УСЛОВИЕ ЗАДАНИЯ:
Пожалуйста, определите, согласуются ли с исходным текстом утверждения 1. Гракх в своем рассказе жалуется и скорбит. 2. Марк Марий был знатнейшим человеком в своем городе. 3. Жена консула хотела вымыться в женской бане. Ответьте на каждое «да» или «нет», приведя точную цитату из текста, которая это решает.

ИСХОДНЫЙ ТЕКСТ:
Собрание сочинений в шести томах. Т. 2: Рим / После Рима - Гаспаров Михаил Леонович 12 стр.


Авл Геллий (II век н. э.) делает яркое сопоставление патетического отрывка речи Цицерона («Против Верреса», II, 5, 162) с отрывком речи талантливейшего из его предшественников – Гая Гракха; тема у двух ораторов одна и та же – жестокое наказание неповинного человека римским наместником-самодуром.

«Вот как об этом говорит Гай Гракх: „Недавно консул прибыл в город Теан Сидицинский. Жена его сказала, что хочет вымыться в мужской бане. Сидицинскому квестору дано от Марка Мария приказание освободить баню от моющихся. Жена сообщает мужу, что баню ей освободили недостаточно скоро и недостаточно почистили. Тотчас на площади был вбит столб, и к нему приведен Марк Марий, знатнейший человек в своем городе. С него стащили одежду, и он был бит розгами…“. Когда же в подобном случае у Марка Туллия в речах вопреки законам и праву секут розгами или казнят злейшей казнью неповинных людей и римских граждан, то какая в его словах слышна скорбь, какие слезы, какая картина, какой бушует поток негодования и горечи! Вот как он говорит о Гае Верресе: „Вот он сам, распаляемый преступным гневом, вышел на площадь, взоры его сверкали, на лице была начертана жестокость; все трепетали, для чего он является, что намерен свершить? – как вдруг повелевает он этого человека схватить, на самой середине площади обнажить, связать и принести розги“. Клянусь, уже самые эти слова… столько несут в себе волнения и ужаса, что кажется, не рассказ читаешь, а видишь своими глазами. Гракх не жалуется, не скорбит, а только рассказывает: „…с него стащили одежду, и он был бит розгами“. А Цицерон блистательным образом придает картине протяженность – не „был бит“, а „били“, говорит он: „секли розгами римского гражданина на городской площади Мессаны, и во все это время ни стона, ни звука не проронил несчастный сквозь боль и свист ударов, кроме одного только слова: ‘Я – римский гражданин!’ – ибо так он был уверен, что довольно напомнить об этом звании – и удары смолкнут, и пытка не будет терзать его тело…“» (Геллий, «Аттические ночи», X, 3).

[Фрагменты данных указания]
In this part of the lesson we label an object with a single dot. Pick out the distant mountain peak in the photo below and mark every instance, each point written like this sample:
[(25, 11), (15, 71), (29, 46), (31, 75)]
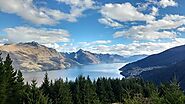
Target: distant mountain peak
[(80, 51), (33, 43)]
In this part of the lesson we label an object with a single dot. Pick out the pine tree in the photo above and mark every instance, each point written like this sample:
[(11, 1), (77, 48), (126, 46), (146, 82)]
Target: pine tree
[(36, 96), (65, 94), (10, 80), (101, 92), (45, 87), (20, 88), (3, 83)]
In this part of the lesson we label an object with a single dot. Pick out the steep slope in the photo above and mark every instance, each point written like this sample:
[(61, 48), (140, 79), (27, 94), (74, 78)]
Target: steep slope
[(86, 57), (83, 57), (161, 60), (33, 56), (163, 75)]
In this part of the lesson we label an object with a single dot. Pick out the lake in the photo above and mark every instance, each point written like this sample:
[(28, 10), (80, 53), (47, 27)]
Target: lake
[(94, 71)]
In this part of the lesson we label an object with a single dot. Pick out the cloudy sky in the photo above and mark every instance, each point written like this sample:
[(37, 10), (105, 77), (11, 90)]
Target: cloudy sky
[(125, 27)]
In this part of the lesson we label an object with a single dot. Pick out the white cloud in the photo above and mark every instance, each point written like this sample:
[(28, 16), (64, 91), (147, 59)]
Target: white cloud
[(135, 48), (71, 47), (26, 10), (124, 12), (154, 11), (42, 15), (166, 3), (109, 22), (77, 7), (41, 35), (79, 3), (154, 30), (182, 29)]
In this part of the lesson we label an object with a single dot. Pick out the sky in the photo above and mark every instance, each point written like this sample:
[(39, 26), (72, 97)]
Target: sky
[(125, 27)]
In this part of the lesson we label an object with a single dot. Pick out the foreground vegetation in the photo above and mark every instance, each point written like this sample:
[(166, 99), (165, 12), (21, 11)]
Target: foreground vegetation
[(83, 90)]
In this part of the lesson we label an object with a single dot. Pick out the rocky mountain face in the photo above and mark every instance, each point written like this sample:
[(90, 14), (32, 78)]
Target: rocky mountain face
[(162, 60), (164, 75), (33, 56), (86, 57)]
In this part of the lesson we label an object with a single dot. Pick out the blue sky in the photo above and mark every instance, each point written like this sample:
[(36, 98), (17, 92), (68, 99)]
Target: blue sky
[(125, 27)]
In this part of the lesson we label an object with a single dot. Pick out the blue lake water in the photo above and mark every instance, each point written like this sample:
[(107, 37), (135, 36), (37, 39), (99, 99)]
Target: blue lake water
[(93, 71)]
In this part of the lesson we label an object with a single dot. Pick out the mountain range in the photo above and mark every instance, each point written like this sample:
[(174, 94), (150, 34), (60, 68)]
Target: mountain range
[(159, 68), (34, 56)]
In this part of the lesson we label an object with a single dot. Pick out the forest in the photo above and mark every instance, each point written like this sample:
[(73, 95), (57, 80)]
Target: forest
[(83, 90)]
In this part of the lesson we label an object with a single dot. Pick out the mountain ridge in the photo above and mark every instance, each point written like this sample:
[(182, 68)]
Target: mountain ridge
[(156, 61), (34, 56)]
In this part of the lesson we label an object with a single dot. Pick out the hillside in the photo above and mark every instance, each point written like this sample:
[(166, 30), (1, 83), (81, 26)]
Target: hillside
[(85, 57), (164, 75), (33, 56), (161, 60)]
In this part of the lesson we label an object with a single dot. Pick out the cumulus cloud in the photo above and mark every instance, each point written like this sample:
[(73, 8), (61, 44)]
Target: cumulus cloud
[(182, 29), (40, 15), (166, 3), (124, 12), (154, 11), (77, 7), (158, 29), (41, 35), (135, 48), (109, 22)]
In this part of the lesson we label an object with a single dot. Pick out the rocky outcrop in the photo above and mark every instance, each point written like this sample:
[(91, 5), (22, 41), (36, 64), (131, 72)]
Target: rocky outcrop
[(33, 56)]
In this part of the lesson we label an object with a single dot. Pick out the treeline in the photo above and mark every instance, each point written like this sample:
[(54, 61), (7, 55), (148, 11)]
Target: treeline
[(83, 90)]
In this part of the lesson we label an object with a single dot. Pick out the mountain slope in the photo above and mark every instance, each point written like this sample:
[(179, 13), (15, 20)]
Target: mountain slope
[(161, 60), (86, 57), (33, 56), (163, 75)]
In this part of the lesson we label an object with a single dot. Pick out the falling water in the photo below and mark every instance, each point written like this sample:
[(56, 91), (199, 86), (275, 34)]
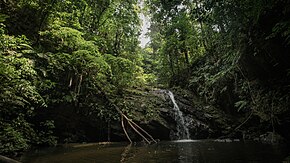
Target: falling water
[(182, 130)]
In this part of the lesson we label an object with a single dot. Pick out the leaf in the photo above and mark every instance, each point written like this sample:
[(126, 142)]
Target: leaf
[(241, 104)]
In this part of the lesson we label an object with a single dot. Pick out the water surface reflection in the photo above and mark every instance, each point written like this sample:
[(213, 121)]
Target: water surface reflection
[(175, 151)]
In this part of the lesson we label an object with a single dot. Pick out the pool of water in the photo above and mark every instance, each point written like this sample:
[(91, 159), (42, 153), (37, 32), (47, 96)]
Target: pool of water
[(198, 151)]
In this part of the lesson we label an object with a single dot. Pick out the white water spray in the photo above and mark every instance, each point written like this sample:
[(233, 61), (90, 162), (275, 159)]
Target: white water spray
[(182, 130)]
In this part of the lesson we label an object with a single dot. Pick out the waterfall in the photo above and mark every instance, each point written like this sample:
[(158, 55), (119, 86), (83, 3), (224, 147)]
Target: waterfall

РЕШЕНИЕ:
1. Нет: «Гракх не жалуется, не скорбит, а только рассказывает».
2. Да: «Марк Марий, знатнейший человек в своем городе».
3. Нет: «Жена его сказала, что хочет вымыться в мужской бане».